> **Records for processing**:
>>
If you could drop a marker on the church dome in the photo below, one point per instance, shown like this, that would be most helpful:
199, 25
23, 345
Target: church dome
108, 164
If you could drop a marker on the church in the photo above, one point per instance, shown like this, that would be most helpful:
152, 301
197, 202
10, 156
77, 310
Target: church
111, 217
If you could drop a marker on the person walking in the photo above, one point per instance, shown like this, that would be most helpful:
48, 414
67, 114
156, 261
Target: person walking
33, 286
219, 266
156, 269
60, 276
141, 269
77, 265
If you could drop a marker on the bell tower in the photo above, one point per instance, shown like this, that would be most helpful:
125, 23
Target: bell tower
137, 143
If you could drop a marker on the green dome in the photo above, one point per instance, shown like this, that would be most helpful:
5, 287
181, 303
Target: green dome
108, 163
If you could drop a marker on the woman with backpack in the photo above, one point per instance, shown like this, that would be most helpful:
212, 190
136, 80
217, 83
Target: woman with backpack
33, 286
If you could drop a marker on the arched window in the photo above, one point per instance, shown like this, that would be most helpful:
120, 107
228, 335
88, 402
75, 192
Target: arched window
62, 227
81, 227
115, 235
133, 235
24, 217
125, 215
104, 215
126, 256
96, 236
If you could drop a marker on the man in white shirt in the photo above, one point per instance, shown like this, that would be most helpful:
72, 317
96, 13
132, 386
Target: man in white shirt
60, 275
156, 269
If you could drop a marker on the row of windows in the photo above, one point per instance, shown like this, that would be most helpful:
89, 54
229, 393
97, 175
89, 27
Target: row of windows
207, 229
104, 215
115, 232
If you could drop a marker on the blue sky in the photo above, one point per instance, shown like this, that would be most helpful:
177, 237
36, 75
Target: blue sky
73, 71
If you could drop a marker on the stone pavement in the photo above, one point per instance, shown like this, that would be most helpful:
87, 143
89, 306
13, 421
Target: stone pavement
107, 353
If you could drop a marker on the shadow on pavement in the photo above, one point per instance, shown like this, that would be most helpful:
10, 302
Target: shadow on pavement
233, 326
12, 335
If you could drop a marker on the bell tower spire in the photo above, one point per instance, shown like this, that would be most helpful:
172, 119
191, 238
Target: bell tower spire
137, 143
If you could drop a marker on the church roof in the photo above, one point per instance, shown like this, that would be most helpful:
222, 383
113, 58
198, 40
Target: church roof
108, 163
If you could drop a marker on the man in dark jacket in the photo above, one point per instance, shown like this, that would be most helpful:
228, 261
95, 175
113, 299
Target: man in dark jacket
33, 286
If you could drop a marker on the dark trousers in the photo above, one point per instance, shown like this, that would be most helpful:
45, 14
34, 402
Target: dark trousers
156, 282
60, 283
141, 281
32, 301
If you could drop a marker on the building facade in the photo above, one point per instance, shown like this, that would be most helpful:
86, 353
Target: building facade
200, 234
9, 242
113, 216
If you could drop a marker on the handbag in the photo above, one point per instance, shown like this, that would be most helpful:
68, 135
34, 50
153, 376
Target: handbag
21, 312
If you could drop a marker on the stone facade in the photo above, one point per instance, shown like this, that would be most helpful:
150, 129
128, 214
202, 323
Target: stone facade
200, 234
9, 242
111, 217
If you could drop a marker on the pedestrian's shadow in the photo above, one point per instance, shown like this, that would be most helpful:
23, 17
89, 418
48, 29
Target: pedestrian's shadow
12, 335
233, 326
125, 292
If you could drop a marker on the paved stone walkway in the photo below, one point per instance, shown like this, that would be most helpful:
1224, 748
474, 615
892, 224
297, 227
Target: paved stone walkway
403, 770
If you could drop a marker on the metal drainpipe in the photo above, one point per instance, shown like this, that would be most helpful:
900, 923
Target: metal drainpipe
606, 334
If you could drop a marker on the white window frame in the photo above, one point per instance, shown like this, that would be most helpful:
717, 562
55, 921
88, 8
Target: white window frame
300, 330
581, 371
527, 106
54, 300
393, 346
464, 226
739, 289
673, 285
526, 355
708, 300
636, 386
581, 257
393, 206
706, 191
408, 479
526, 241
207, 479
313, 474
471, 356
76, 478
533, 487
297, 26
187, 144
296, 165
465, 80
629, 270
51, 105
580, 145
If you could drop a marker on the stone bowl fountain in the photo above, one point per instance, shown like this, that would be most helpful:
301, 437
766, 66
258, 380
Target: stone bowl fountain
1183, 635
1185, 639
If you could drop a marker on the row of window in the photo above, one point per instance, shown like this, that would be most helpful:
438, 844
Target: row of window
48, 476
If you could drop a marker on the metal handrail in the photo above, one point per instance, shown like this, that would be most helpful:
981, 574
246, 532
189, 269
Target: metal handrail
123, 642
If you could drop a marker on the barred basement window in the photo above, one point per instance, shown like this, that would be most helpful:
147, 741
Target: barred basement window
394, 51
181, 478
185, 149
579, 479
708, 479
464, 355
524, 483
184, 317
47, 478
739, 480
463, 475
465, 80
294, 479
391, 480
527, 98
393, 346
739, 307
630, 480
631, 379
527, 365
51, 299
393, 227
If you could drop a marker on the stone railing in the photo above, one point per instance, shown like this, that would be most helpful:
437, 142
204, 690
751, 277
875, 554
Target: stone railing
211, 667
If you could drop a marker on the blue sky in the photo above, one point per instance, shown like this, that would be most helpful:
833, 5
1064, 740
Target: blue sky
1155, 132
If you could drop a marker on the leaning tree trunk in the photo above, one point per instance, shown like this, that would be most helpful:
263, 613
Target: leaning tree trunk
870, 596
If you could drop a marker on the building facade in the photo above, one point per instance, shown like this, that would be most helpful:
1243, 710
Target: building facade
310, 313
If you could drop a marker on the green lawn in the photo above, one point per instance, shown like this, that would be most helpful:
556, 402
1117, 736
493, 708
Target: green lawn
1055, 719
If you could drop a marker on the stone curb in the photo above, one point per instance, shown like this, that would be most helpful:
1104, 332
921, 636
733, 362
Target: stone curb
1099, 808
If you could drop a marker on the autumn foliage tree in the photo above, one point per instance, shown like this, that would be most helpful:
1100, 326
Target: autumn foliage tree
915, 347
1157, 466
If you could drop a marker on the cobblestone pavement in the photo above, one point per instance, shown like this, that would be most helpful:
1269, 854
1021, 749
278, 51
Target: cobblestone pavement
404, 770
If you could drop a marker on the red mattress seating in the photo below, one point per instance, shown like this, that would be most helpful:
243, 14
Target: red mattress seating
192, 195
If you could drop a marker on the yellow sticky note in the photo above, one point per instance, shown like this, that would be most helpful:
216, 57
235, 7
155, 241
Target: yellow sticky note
<<
> **Your instructions**: All of the records must be retyped exactly as they are.

> **Task output**:
If you could drop a marker on the church dome in the photo below, one point per instance, shown like this, that would be most helpful:
199, 25
23, 345
Target: church dome
108, 164
If you could drop a marker on the church in the photo above, one point per instance, shown like this, that would be most helpful:
152, 301
197, 202
10, 156
77, 310
Target: church
111, 217
If you could drop a marker on the person walking in the photo above, one point per instance, shown like this, that would be most helpful:
48, 414
67, 114
156, 261
Target: person walking
33, 286
219, 266
156, 269
60, 276
141, 269
77, 265
If you could drop a marker on the bell tower in the photo above, one point per instance, shown like this, that would be most helpful:
125, 23
Target: bell tower
137, 143
If you could drop a marker on the green dome in the photo above, one point per instance, shown like this, that would be most helpful:
5, 287
181, 303
Target: green dome
108, 163
If you could drop a marker on the woman with backpack in the photo above, one point per instance, shown like this, that would be most helpful:
212, 190
136, 80
217, 83
Target: woman with backpack
33, 286
If you could drop a marker on the arched window in the photo above, one point per instance, shown like this, that would be most helpful:
120, 107
228, 335
88, 402
75, 192
Target: arched window
62, 227
81, 227
115, 235
133, 235
24, 217
125, 215
104, 215
126, 256
96, 236
If you could drop a marker on the man in white shirt in the photo above, one point per instance, shown like this, that would be most helpful:
72, 317
96, 13
132, 386
Target: man in white shirt
60, 275
156, 269
If you could drop a marker on the row of windows in the photo above, one point per instance, shown like this, that would be most helpful:
89, 54
229, 393
97, 175
89, 27
Target: row of windows
207, 229
104, 215
115, 232
If you could drop a marker on the blue sky in the photo above, one point per instance, shown like this, that would be most helpful:
177, 237
36, 75
Target: blue sky
73, 71
If you could drop a marker on the stone pavement in the photo above, one point per instance, shown like this, that would be most helpful:
87, 143
89, 306
13, 421
Target: stone pavement
107, 353
If you could drop a marker on the shadow on pavement in the photo above, one point per instance, shown like this, that would be most helpful:
10, 302
Target: shadow on pavement
233, 326
12, 335
If you could drop a marker on the bell tower spire in the photo above, one point per instance, shown like this, that would be most helpful:
172, 119
191, 238
Target: bell tower spire
137, 143
If you could drop a marker on the church roof in the photo above, one point per instance, shown like this, that would be most helpful:
222, 383
113, 58
198, 40
Target: church roof
108, 163
If you could drop a marker on the man in dark jacket in the photo above, one point per instance, shown like this, that would be most helpful:
228, 261
95, 175
113, 299
Target: man in dark jacket
33, 286
If you could drop a marker on the dark trousers in the photo above, one point per instance, shown like this, that would be most helpful:
45, 14
34, 402
Target: dark trousers
156, 282
60, 283
141, 281
32, 301
If you could drop a marker on the building facade in the photo above, one point per instance, shown like this, that would be most helpful:
86, 353
Target: building facade
200, 234
9, 242
113, 216
If you could drop a marker on the handbag in the photo above, one point per instance, shown like this, that would be most helpful:
68, 135
34, 50
153, 376
Target: handbag
21, 312
If you could drop a marker on the stone facade in the photo above, one point per instance, shown like this, that would be most helpful:
150, 129
128, 214
202, 323
Target: stone facade
200, 234
9, 242
111, 217
If you could drop a marker on the pedestrian's shadow in the photo above, one point per instance, shown like this, that would be most helpful:
23, 17
89, 418
48, 29
Target: pedestrian's shadow
12, 335
233, 326
125, 292
If you could drop a marker on the paved stone walkway in the photo below, one point per instance, shown like this, that would be most helpful:
1224, 748
474, 615
892, 224
297, 227
Target: paved stone walkway
403, 770
If you could drop a marker on the metal drainpipe in the photo above, one point per instance, shown like this, that would be most helpful:
900, 923
Target: metal drainpipe
606, 334
If you could drop a marker on the white window frame in the photo above, one point per instance, shown like this, that would be most helpful:
717, 562
55, 921
88, 8
Target: white window frame
300, 330
581, 371
527, 106
54, 300
393, 346
464, 226
739, 289
673, 285
526, 355
708, 300
636, 386
581, 257
393, 206
706, 191
408, 479
526, 241
207, 479
313, 474
471, 356
76, 478
533, 487
297, 26
187, 144
296, 165
465, 80
629, 270
51, 105
580, 145
If you could drop a marker on the stone bowl fountain in the photo above, one point per instance, shown like this, that would be most helpful:
301, 437
766, 66
258, 380
Target: stone bowl fountain
1183, 635
1185, 639
If you could drop a marker on the row of window in the photo above, one point per instance, shown like this, that would be most helpful:
438, 844
Target: row of window
48, 476
If you could drop a marker on the metal handrail in the photo above, one point per instance, shown like this, that would be most helpful:
981, 574
246, 532
189, 269
Target: metal handrail
123, 642
If you could drop a marker on the barred basement window in the photo above, one point per instance, shown like this, that would be most helpful:
147, 741
Target: barred basement window
394, 51
181, 478
185, 149
579, 479
708, 479
464, 355
524, 483
184, 317
47, 478
739, 480
463, 475
465, 80
294, 479
391, 480
527, 98
393, 346
739, 307
630, 480
631, 379
527, 365
51, 299
393, 227
If you could drop a marker on the stone railing in the photo above, one point per instance, shown like this, that would be most helpful:
437, 142
204, 690
751, 277
875, 554
Target: stone railing
211, 667
If you could drop a marker on the blue sky in the photo above, one point per instance, shown like this, that would be most helpful:
833, 5
1064, 740
Target: blue sky
1155, 132
If you could drop a marker on the leaning tree trunk in the photo above, one point per instance, shown like this, that would be most helpful:
263, 613
Target: leaning tree trunk
870, 596
If you could drop a marker on the building facade in the photo above, one point per instance, shown like this, that would be most helpful:
1243, 710
Target: building facade
310, 313
If you could drop a marker on the green lawn in the photo above, one point per instance, shown like this, that would be most helpful:
556, 402
1117, 736
493, 708
Target: green lawn
1055, 719
If you could drop a marker on the stone curb in the photo above, one point per instance, shown like this, that would be most helpful:
1104, 332
921, 636
733, 362
Target: stone curb
1099, 808
If you could drop a marker on the autumn foliage tree in the photo above, one point per instance, shown like this, that would be most helpful:
1100, 326
Target: autumn foliage tree
915, 347
1157, 466
If you could drop a marker on the cobblestone pavement in the photo above, one point per instance, shown like this, that would be most helpful:
1269, 854
1021, 749
278, 51
Target: cobblestone pavement
404, 770
If you could drop a marker on the red mattress seating in the photo below, one point per instance, shown like this, that would be most helpful:
243, 14
Target: red mattress seating
192, 195
If you could drop a marker on the yellow sticky note in the photo above, one point per instance, shown like this, that would be most helpful:
216, 57
235, 7
155, 241
Target: yellow sticky note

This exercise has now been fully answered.